Items listed in a dataset:
------------------------
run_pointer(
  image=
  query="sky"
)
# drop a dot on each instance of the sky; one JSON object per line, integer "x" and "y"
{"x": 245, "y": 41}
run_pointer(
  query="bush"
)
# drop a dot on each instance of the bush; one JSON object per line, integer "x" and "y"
------------------------
After the last line of the data, restate all the entries verbatim.

• _Result of this exercise_:
run_pointer(
  image=
  query="sky"
)
# drop a dot on each instance of the sky; one JSON object per line, integer "x" and "y"
{"x": 245, "y": 41}
run_pointer(
  query="bush"
)
# drop a dot on each instance of the bush; one JSON object per line, integer "x" and "y"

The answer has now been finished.